Required work: Report each line of the records that contains the word "surface", copying the line whole. Matching is case-sensitive.

Data to use:
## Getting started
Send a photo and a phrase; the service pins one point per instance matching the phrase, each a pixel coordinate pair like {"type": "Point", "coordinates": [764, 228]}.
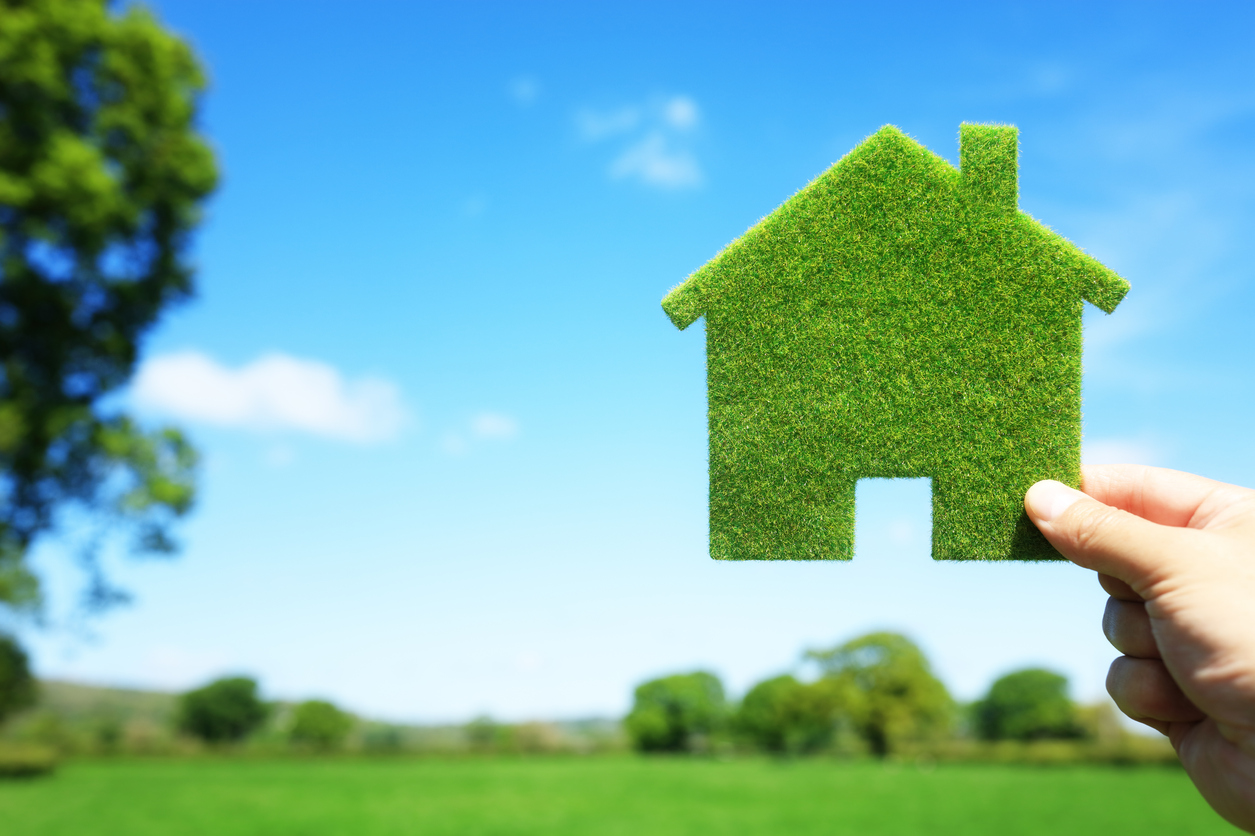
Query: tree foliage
{"type": "Point", "coordinates": [894, 696]}
{"type": "Point", "coordinates": [319, 724]}
{"type": "Point", "coordinates": [102, 175]}
{"type": "Point", "coordinates": [1027, 706]}
{"type": "Point", "coordinates": [225, 711]}
{"type": "Point", "coordinates": [16, 683]}
{"type": "Point", "coordinates": [677, 713]}
{"type": "Point", "coordinates": [786, 716]}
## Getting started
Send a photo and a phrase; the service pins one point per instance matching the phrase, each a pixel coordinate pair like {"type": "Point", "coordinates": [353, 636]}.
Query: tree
{"type": "Point", "coordinates": [786, 716]}
{"type": "Point", "coordinates": [16, 684]}
{"type": "Point", "coordinates": [319, 724]}
{"type": "Point", "coordinates": [102, 176]}
{"type": "Point", "coordinates": [225, 711]}
{"type": "Point", "coordinates": [894, 694]}
{"type": "Point", "coordinates": [1028, 706]}
{"type": "Point", "coordinates": [677, 713]}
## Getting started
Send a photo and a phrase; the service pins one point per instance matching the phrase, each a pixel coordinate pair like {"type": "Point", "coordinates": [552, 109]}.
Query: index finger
{"type": "Point", "coordinates": [1156, 493]}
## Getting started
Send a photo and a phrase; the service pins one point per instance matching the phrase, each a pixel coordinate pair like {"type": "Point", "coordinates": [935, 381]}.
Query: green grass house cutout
{"type": "Point", "coordinates": [896, 318]}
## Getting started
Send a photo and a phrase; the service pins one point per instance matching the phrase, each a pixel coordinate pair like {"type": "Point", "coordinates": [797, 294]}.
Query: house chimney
{"type": "Point", "coordinates": [988, 165]}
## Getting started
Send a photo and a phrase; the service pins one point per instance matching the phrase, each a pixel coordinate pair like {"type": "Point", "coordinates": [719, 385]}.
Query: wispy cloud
{"type": "Point", "coordinates": [1121, 451]}
{"type": "Point", "coordinates": [658, 162]}
{"type": "Point", "coordinates": [274, 392]}
{"type": "Point", "coordinates": [485, 426]}
{"type": "Point", "coordinates": [656, 137]}
{"type": "Point", "coordinates": [491, 424]}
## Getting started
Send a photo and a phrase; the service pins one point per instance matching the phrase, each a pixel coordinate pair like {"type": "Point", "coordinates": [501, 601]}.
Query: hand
{"type": "Point", "coordinates": [1177, 555]}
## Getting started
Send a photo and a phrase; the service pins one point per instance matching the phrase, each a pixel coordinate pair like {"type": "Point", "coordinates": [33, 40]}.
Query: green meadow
{"type": "Point", "coordinates": [598, 795]}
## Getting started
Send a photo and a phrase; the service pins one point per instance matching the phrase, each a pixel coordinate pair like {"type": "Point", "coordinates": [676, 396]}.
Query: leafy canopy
{"type": "Point", "coordinates": [1027, 706]}
{"type": "Point", "coordinates": [677, 713]}
{"type": "Point", "coordinates": [894, 694]}
{"type": "Point", "coordinates": [222, 712]}
{"type": "Point", "coordinates": [320, 724]}
{"type": "Point", "coordinates": [102, 176]}
{"type": "Point", "coordinates": [16, 683]}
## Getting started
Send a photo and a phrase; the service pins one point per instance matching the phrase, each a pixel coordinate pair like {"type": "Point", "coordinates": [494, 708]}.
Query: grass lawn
{"type": "Point", "coordinates": [594, 796]}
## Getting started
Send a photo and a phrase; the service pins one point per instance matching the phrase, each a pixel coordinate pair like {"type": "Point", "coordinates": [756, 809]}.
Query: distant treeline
{"type": "Point", "coordinates": [875, 696]}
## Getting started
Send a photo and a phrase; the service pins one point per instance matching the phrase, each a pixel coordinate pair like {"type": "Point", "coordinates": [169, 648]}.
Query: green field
{"type": "Point", "coordinates": [591, 796]}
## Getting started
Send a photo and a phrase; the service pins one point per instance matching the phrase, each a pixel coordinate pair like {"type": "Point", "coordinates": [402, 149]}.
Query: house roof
{"type": "Point", "coordinates": [890, 206]}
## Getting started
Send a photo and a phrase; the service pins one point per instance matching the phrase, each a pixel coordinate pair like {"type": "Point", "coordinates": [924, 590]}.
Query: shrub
{"type": "Point", "coordinates": [677, 713]}
{"type": "Point", "coordinates": [320, 724]}
{"type": "Point", "coordinates": [1028, 706]}
{"type": "Point", "coordinates": [222, 712]}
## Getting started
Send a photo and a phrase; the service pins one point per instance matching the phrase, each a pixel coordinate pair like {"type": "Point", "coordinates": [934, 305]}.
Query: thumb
{"type": "Point", "coordinates": [1097, 536]}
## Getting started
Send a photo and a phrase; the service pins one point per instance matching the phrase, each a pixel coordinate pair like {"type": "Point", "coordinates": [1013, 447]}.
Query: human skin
{"type": "Point", "coordinates": [1176, 552]}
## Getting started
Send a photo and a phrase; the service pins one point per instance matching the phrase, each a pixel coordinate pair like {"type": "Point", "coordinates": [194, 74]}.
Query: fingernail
{"type": "Point", "coordinates": [1047, 500]}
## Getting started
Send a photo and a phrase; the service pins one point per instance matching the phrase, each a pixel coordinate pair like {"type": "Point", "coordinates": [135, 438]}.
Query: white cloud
{"type": "Point", "coordinates": [656, 136]}
{"type": "Point", "coordinates": [274, 392]}
{"type": "Point", "coordinates": [523, 91]}
{"type": "Point", "coordinates": [1121, 451]}
{"type": "Point", "coordinates": [656, 162]}
{"type": "Point", "coordinates": [490, 424]}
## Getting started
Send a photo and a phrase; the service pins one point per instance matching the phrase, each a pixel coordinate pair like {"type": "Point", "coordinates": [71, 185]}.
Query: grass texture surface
{"type": "Point", "coordinates": [599, 797]}
{"type": "Point", "coordinates": [896, 318]}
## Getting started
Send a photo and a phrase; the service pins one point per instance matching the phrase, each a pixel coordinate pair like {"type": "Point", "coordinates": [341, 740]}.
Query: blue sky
{"type": "Point", "coordinates": [456, 453]}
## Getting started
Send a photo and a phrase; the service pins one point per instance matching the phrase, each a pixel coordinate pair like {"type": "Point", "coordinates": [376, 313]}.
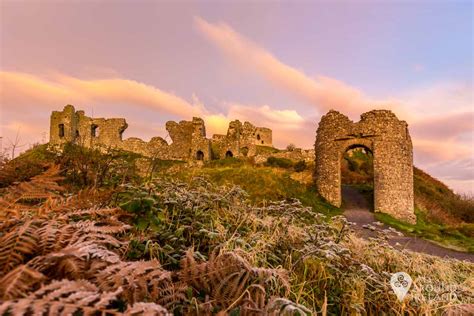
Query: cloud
{"type": "Point", "coordinates": [447, 126]}
{"type": "Point", "coordinates": [288, 126]}
{"type": "Point", "coordinates": [440, 137]}
{"type": "Point", "coordinates": [18, 87]}
{"type": "Point", "coordinates": [28, 99]}
{"type": "Point", "coordinates": [322, 93]}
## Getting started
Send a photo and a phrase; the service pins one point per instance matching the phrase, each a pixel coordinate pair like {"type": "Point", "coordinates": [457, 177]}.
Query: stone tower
{"type": "Point", "coordinates": [382, 133]}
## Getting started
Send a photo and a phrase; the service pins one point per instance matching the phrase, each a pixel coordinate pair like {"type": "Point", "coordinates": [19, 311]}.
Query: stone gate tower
{"type": "Point", "coordinates": [382, 133]}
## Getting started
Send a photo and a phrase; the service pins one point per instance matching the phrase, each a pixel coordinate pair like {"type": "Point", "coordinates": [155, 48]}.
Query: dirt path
{"type": "Point", "coordinates": [357, 211]}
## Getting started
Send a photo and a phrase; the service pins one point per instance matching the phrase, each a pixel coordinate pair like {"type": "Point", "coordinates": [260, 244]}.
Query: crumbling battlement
{"type": "Point", "coordinates": [188, 138]}
{"type": "Point", "coordinates": [381, 133]}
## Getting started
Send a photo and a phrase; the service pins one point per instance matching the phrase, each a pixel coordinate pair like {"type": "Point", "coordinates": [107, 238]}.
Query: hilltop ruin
{"type": "Point", "coordinates": [388, 139]}
{"type": "Point", "coordinates": [188, 138]}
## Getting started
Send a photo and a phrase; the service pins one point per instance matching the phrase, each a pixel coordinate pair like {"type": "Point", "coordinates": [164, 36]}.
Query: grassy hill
{"type": "Point", "coordinates": [227, 236]}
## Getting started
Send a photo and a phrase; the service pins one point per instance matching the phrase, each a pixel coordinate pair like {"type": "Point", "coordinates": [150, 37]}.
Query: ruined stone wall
{"type": "Point", "coordinates": [388, 139]}
{"type": "Point", "coordinates": [241, 140]}
{"type": "Point", "coordinates": [188, 138]}
{"type": "Point", "coordinates": [63, 125]}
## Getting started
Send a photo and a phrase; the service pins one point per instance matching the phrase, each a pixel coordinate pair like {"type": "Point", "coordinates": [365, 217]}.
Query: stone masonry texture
{"type": "Point", "coordinates": [188, 138]}
{"type": "Point", "coordinates": [381, 132]}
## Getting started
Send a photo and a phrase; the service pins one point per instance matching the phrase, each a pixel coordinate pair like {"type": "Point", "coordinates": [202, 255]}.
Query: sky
{"type": "Point", "coordinates": [276, 64]}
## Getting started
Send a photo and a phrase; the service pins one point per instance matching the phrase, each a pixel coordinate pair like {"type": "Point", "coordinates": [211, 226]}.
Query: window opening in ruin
{"type": "Point", "coordinates": [61, 130]}
{"type": "Point", "coordinates": [357, 173]}
{"type": "Point", "coordinates": [94, 130]}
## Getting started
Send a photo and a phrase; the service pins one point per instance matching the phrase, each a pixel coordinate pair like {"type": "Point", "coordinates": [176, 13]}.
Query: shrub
{"type": "Point", "coordinates": [291, 147]}
{"type": "Point", "coordinates": [279, 162]}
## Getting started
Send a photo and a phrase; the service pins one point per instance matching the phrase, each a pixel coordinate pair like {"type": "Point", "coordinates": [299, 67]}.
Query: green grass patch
{"type": "Point", "coordinates": [448, 236]}
{"type": "Point", "coordinates": [264, 184]}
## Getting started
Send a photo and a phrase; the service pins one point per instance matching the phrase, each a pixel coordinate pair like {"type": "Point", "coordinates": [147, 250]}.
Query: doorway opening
{"type": "Point", "coordinates": [199, 155]}
{"type": "Point", "coordinates": [357, 177]}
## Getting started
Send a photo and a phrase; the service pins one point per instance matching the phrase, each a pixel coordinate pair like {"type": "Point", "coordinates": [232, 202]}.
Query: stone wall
{"type": "Point", "coordinates": [241, 140]}
{"type": "Point", "coordinates": [388, 139]}
{"type": "Point", "coordinates": [188, 138]}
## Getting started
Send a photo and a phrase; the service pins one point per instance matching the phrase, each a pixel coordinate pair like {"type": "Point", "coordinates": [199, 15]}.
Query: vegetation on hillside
{"type": "Point", "coordinates": [225, 238]}
{"type": "Point", "coordinates": [442, 216]}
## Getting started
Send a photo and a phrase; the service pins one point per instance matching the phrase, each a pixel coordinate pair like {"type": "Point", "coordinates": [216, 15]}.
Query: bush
{"type": "Point", "coordinates": [279, 162]}
{"type": "Point", "coordinates": [300, 166]}
{"type": "Point", "coordinates": [93, 167]}
{"type": "Point", "coordinates": [291, 147]}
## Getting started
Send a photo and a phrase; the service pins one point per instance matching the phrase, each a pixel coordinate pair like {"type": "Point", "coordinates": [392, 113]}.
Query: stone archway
{"type": "Point", "coordinates": [199, 155]}
{"type": "Point", "coordinates": [388, 139]}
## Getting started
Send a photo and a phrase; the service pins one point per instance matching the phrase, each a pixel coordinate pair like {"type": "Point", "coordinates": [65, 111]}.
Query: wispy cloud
{"type": "Point", "coordinates": [323, 93]}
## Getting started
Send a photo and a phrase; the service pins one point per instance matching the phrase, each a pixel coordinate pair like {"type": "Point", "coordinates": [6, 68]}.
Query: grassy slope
{"type": "Point", "coordinates": [442, 216]}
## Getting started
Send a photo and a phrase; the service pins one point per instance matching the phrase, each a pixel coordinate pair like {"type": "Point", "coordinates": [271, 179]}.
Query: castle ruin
{"type": "Point", "coordinates": [388, 139]}
{"type": "Point", "coordinates": [188, 138]}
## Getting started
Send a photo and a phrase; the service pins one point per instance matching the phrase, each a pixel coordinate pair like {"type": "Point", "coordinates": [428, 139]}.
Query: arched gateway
{"type": "Point", "coordinates": [388, 139]}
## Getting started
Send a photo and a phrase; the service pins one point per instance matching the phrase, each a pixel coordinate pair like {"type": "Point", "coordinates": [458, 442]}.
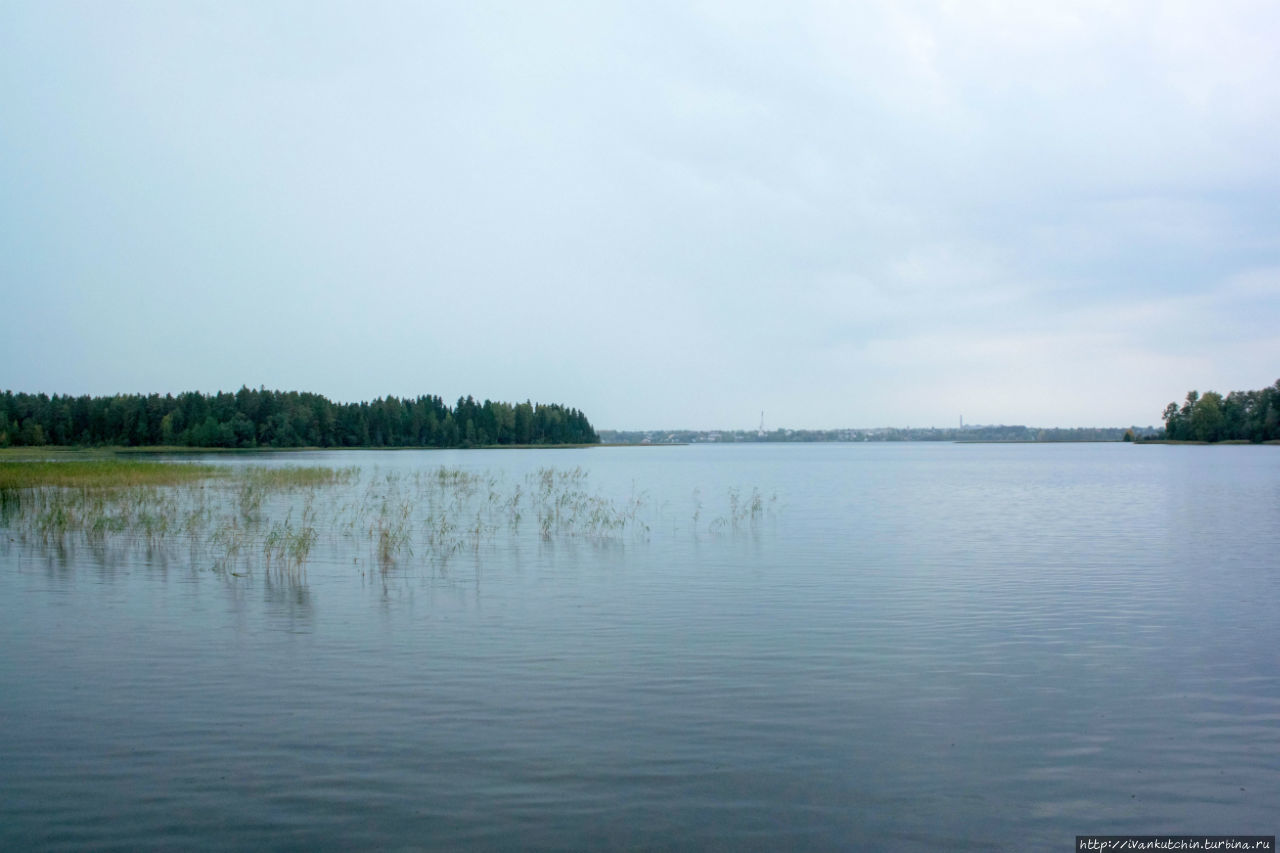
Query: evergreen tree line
{"type": "Point", "coordinates": [1240, 415]}
{"type": "Point", "coordinates": [282, 419]}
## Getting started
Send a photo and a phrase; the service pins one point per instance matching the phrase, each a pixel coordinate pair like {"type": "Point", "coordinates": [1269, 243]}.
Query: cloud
{"type": "Point", "coordinates": [663, 214]}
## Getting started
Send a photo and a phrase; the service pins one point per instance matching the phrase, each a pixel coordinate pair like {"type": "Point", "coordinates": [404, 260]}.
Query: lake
{"type": "Point", "coordinates": [877, 646]}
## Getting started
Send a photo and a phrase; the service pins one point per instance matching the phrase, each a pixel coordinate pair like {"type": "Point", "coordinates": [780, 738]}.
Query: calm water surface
{"type": "Point", "coordinates": [912, 647]}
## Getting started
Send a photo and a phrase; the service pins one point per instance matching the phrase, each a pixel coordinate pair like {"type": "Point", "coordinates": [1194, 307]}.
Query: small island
{"type": "Point", "coordinates": [1240, 416]}
{"type": "Point", "coordinates": [280, 419]}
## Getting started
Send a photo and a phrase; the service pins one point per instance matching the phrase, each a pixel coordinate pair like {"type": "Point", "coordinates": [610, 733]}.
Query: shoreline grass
{"type": "Point", "coordinates": [101, 473]}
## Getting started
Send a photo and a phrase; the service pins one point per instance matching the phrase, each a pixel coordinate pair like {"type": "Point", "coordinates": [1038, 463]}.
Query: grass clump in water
{"type": "Point", "coordinates": [101, 473]}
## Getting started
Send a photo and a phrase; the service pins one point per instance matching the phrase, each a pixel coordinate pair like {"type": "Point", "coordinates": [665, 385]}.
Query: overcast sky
{"type": "Point", "coordinates": [668, 215]}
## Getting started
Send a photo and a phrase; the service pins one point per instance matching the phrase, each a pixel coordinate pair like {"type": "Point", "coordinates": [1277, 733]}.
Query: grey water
{"type": "Point", "coordinates": [912, 647]}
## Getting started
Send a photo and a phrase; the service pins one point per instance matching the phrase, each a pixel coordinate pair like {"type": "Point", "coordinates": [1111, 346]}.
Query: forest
{"type": "Point", "coordinates": [264, 418]}
{"type": "Point", "coordinates": [1240, 415]}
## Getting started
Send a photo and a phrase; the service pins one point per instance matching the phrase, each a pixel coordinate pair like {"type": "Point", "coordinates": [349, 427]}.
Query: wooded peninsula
{"type": "Point", "coordinates": [1240, 416]}
{"type": "Point", "coordinates": [261, 418]}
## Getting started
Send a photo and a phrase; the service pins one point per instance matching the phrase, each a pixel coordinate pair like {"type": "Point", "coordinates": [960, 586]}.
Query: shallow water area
{"type": "Point", "coordinates": [745, 647]}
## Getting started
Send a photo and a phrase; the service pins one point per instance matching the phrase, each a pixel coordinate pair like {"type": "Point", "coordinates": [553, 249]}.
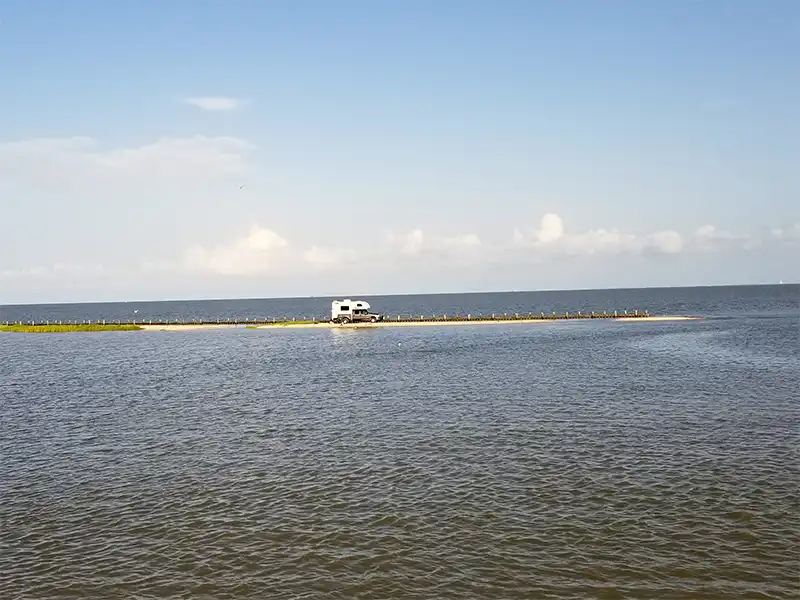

Expected answer:
Query: grass texture surface
Query: calm water surface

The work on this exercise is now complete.